» **Image segmentation entries**:
+++++

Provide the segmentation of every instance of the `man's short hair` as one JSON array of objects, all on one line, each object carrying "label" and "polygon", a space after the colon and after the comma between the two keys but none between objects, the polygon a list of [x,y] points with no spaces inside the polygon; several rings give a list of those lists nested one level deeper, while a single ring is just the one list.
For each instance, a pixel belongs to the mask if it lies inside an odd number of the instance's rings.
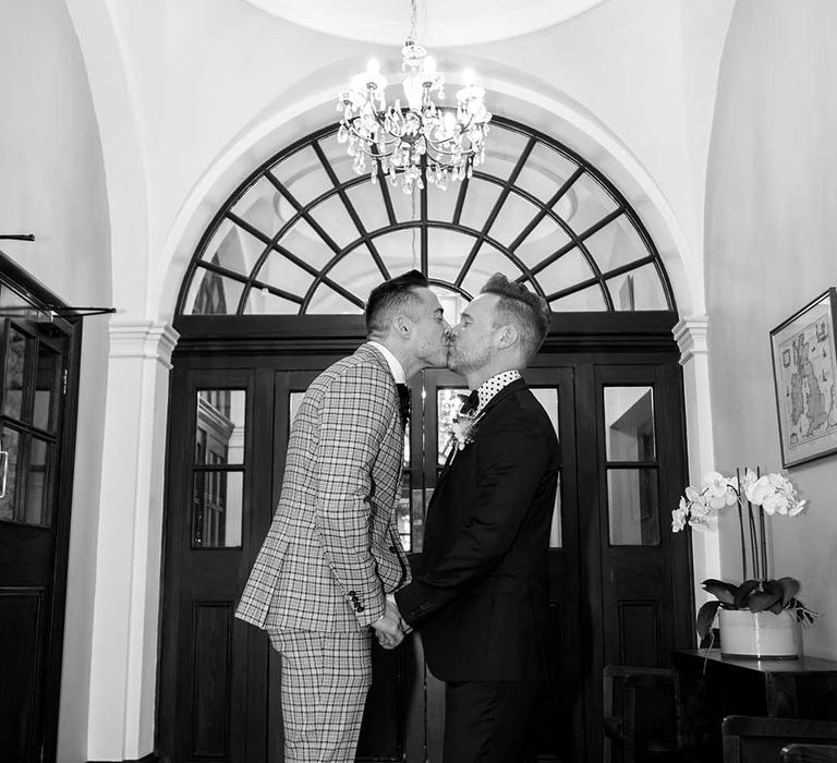
[{"label": "man's short hair", "polygon": [[495,272],[480,293],[500,298],[494,311],[494,325],[513,324],[526,362],[532,360],[549,330],[550,312],[546,300],[522,283],[510,281],[501,272]]},{"label": "man's short hair", "polygon": [[387,330],[387,325],[402,310],[418,303],[416,289],[428,288],[427,279],[418,270],[410,270],[376,286],[366,301],[364,317],[366,332]]}]

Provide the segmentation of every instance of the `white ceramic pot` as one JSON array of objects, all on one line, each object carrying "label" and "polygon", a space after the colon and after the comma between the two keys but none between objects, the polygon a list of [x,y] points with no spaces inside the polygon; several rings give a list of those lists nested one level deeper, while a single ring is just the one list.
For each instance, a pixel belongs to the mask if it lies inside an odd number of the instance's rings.
[{"label": "white ceramic pot", "polygon": [[718,613],[723,657],[798,659],[802,656],[802,629],[787,609],[778,615],[749,609],[719,609]]}]

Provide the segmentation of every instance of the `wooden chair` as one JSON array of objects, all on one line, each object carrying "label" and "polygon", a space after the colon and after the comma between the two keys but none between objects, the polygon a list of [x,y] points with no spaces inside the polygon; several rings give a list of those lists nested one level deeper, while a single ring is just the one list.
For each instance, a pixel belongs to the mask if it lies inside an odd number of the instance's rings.
[{"label": "wooden chair", "polygon": [[837,763],[837,744],[786,744],[781,748],[781,763]]},{"label": "wooden chair", "polygon": [[724,718],[721,728],[724,763],[778,761],[783,749],[793,742],[822,746],[837,741],[835,720],[729,715]]},{"label": "wooden chair", "polygon": [[678,761],[671,670],[608,665],[603,676],[605,763]]}]

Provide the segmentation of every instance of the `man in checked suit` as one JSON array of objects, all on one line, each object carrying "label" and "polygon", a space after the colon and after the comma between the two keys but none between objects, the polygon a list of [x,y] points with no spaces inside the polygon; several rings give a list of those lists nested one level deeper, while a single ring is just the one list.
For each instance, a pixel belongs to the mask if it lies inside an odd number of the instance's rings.
[{"label": "man in checked suit", "polygon": [[[546,303],[493,276],[451,330],[448,366],[473,390],[427,511],[422,570],[395,594],[446,682],[445,763],[521,763],[547,675],[549,529],[558,440],[521,378]],[[463,414],[460,414],[463,419]]]},{"label": "man in checked suit", "polygon": [[279,506],[235,613],[282,655],[288,763],[354,761],[372,632],[390,649],[403,638],[385,598],[409,581],[395,517],[399,392],[418,370],[445,365],[450,327],[415,270],[376,287],[365,317],[368,341],[303,397]]}]

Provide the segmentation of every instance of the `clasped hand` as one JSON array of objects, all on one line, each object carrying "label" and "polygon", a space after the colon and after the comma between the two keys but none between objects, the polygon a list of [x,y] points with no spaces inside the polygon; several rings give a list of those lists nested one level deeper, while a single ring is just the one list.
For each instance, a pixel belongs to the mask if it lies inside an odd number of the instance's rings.
[{"label": "clasped hand", "polygon": [[396,649],[404,640],[404,635],[412,630],[401,617],[392,594],[387,594],[387,608],[384,617],[373,622],[372,627],[375,629],[378,643],[384,649]]}]

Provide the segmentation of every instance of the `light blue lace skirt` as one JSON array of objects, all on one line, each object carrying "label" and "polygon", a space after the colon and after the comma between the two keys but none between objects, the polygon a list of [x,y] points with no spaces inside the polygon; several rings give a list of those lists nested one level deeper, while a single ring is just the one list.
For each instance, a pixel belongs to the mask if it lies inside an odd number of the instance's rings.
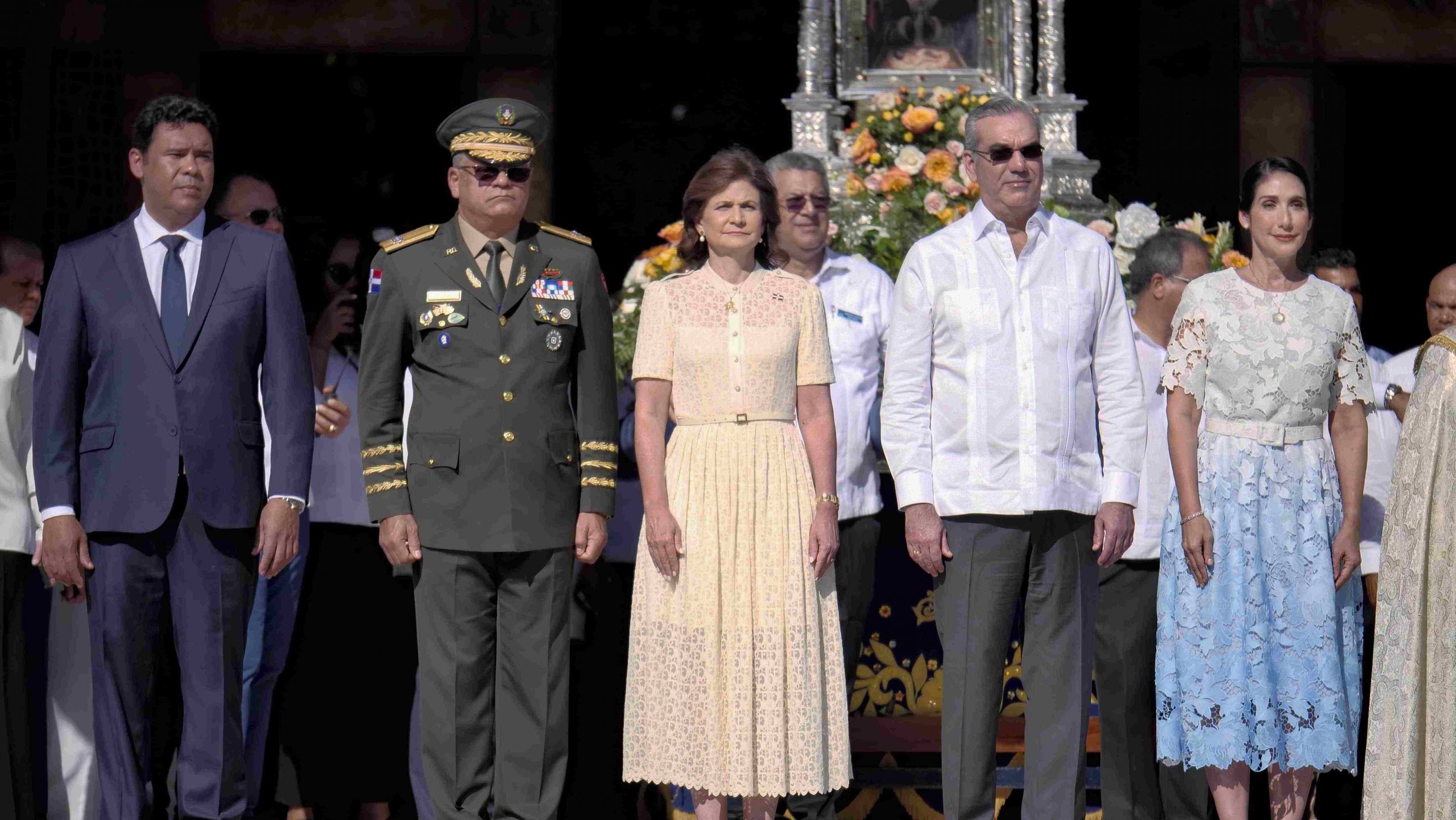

+++++

» **Short problem**:
Restate each line of the records exactly; pictures do not belong in the copy.

» **Result of this task**:
Provide the segmentation of every instance of the `man's short hair` as one JSON array of objects, all on one line, each object carrying "label" and "polygon", a space after the colon and after the comma between the two keys but none between objects, the polygon a list of [x,y] points with no spaces inside the polygon; several rings give a list of those lists nested one level deeper, while a single ring is just the one list.
For each instance, a pixel belongs to the mask if it lies inside an odd number of the instance's rings.
[{"label": "man's short hair", "polygon": [[495,272],[480,293],[500,298],[494,311],[494,325],[513,324],[526,362],[532,360],[549,330],[550,312],[546,300],[522,283],[510,281],[501,272]]},{"label": "man's short hair", "polygon": [[387,330],[387,325],[402,310],[418,303],[416,289],[428,288],[427,279],[418,270],[410,270],[376,286],[366,301],[364,317],[366,332]]}]

Provide the segmentation of every instance of the `white ceramic pot` as one JSON array of objects, all on one line, each object carrying "label" and "polygon", a space after the colon and after the comma between the two keys but none between objects, the polygon a list of [x,y] points with no spaces inside the polygon; several rings give a list of those lists nested one level deeper, while a single ring is just the one list.
For each instance, a pixel belongs to the mask if it lies inside an odd number of the instance's rings.
[{"label": "white ceramic pot", "polygon": [[718,613],[723,657],[798,659],[802,656],[802,629],[787,609],[778,615],[749,609],[719,609]]}]

Provide the segmentation of every instance of the `wooden chair` as one JSON array of objects, all on one line, each object carrying "label" and "polygon", a space after the colon and after the comma between the two keys but none between objects, the polygon a list of [x,y] points with no spaces inside the polygon; several rings give a list of those lists nested one level deeper, while a single ring is just the one list.
For each instance, a pixel belongs to the mask if it lies inside an odd number of the instance's rings.
[{"label": "wooden chair", "polygon": [[837,763],[837,744],[786,744],[781,748],[781,763]]},{"label": "wooden chair", "polygon": [[724,718],[721,728],[724,763],[778,761],[783,749],[793,742],[822,746],[837,741],[835,720],[729,715]]},{"label": "wooden chair", "polygon": [[678,761],[671,670],[608,665],[603,676],[605,763]]}]

Provide the segmentation of every instance of the `man in checked suit` as one JSON array of objects, all on one line, each object carrying "label" and "polygon", a space after the colon and after the comma between the two keys but none between objects, the polygon a list of [x,y] points with no spaces inside the polygon; several rings give a list of those lists nested one level deeper, while a single ring is just the one list.
For each instance, a pixel belongs to the mask if it lies inside an odd number of the instance's rings.
[{"label": "man in checked suit", "polygon": [[[546,303],[493,276],[451,330],[448,366],[473,390],[427,511],[422,570],[395,594],[446,682],[445,763],[521,763],[547,675],[549,529],[558,440],[521,378]],[[463,414],[460,414],[463,419]]]},{"label": "man in checked suit", "polygon": [[279,506],[235,613],[282,655],[288,763],[354,761],[372,632],[390,649],[403,638],[385,598],[409,581],[395,517],[399,392],[418,370],[445,365],[450,327],[415,270],[376,287],[365,317],[368,341],[303,397]]}]

Provide the segmentation of every instance of the `clasped hand` as one JSON array of objects, all on one line, each object carrying "label" and "polygon", a space after the colon and after the comma between the two keys but none between objects, the polygon a list of [x,y] points with no spaces inside the polygon; several rings give a list of those lists nested one level deeper, while a single ring is just the one list.
For each instance, a pixel belongs to the mask if it lies inside an odd number of the instance's rings.
[{"label": "clasped hand", "polygon": [[396,649],[404,640],[404,635],[412,630],[401,617],[392,594],[387,594],[387,608],[384,617],[373,622],[372,627],[375,629],[378,643],[384,649]]}]

Provide the segmentation of every instance of the `light blue lace skirt` as one JSON array of objects, all on one line, each object carrying "label" and "polygon", a space after the colon and after the comma between the two keys but none between objects, the polygon a list of [x,y] points with no spaces inside the polygon; several rings give a list of those lists nested one level deeper, while a single ring is just the one list.
For each instance, a pixel belongs to the mask if it lies inside an odd number of the instance's rings.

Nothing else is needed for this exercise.